● **WHAT IS REQUIRED**
In the grinder thread below, what cause does riverguy give for the Ryobi grinder being slow to come up to speed?
-- Start of SUPPLIED PASSAGE --
# Works like magic!!



## doordude

jayman i'm glad to hear you solved your own problem. i've never had a grinder/ grinder wheel be out of balance, that something needed to be manipulated to work properly. but i guess i'm so wrong, due to the fact there is a product to solve this problem. thanks for enlighting me.


----------



## diemaker

jayman, thanks for the heads up on your grinder, I too have the same problem & as a matter of fact it looks like I may have the same grinder as you under a different name. Like you I tried everything I could think of to correct the vibration to no avail. I will look into getting this kit. thanks again


----------



## riverguy

Interesting take on that grinder. I have a 40 year old Dayton 8" commercial-build grinder that I bought new. It never vibrated, not with the original wheels or with any replacements through the years. When we moved a little over a year ago I needed a grinder while my old friend was still in transit, so I went to see the Orange Apron guys and ended up buying that what appears to be same Ryobi grinder as in your photo. I recall it was the only bench grinder they had in stock.

I turned it on the first time and it about walked off of the bench. No, make that LOPED off of the bench. I removed both wheels to see if there was anything obvious wrong. Nothing. I replaced one wheel and the vibration was way down, but the wheel was a good 1/16" out of true. I removed it and installed the other one, and it was the culprit. No matter how I installed it, it made the grinder jump all over the place. So I got out an old wheel from one of my boxes of stuff, installed it on the left side and the problem was fixed. The grinder was still slow to come up to speed, a result of an undersized motor, and it still did vibrate a bit, but it was doable as a one-wheel grinder until my good old, 40-yr-old real one came home.
-- End of SUPPLIED PASSAGE --
-- Start of MATERIAL --
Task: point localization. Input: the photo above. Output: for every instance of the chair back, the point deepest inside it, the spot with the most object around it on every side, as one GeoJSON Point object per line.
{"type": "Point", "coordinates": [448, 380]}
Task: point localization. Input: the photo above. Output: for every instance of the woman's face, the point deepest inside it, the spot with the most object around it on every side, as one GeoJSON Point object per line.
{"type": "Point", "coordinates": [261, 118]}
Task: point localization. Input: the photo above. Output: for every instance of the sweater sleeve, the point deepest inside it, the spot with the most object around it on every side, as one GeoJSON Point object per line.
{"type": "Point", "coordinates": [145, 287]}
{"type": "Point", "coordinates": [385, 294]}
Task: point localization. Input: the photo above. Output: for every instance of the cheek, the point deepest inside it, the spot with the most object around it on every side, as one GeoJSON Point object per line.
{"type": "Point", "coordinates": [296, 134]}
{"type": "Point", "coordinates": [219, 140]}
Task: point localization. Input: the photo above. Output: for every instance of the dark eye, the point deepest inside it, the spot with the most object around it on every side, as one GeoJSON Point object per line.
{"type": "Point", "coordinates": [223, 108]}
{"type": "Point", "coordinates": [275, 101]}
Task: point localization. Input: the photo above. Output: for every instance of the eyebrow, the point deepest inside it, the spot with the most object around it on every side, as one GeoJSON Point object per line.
-- End of MATERIAL --
● **EXERCISE ANSWER**
An undersized motor.